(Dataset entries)
• • •

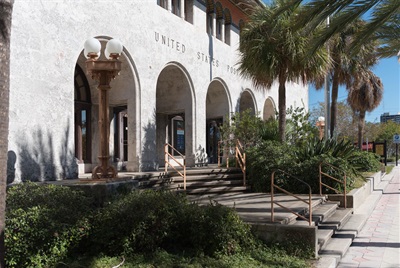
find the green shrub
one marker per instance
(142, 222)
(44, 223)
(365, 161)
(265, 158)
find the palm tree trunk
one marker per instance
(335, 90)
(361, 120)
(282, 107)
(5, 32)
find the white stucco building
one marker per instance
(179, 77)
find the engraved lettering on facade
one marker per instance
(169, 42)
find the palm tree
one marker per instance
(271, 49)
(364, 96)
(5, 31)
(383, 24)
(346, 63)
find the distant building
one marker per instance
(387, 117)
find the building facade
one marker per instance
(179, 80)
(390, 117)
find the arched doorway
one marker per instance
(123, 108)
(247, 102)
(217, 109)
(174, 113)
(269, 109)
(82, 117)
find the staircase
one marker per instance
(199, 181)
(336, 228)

• • •

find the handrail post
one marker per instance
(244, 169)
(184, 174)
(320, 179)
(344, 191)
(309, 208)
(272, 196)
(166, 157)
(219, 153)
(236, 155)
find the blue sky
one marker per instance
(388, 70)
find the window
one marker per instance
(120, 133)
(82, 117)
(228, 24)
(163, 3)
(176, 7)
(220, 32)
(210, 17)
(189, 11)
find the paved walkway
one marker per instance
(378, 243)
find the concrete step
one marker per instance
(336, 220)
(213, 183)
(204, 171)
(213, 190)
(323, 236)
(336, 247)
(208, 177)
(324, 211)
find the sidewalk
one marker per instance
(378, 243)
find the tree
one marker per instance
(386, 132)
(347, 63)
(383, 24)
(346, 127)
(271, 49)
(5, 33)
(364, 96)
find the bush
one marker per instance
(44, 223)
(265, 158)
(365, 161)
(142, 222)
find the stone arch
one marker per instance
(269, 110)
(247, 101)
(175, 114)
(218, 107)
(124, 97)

• • •

| Work to be completed |
For this exercise, return every line from the data that holds the string "palm".

| Solution |
find the palm tree trunk
find the palm tree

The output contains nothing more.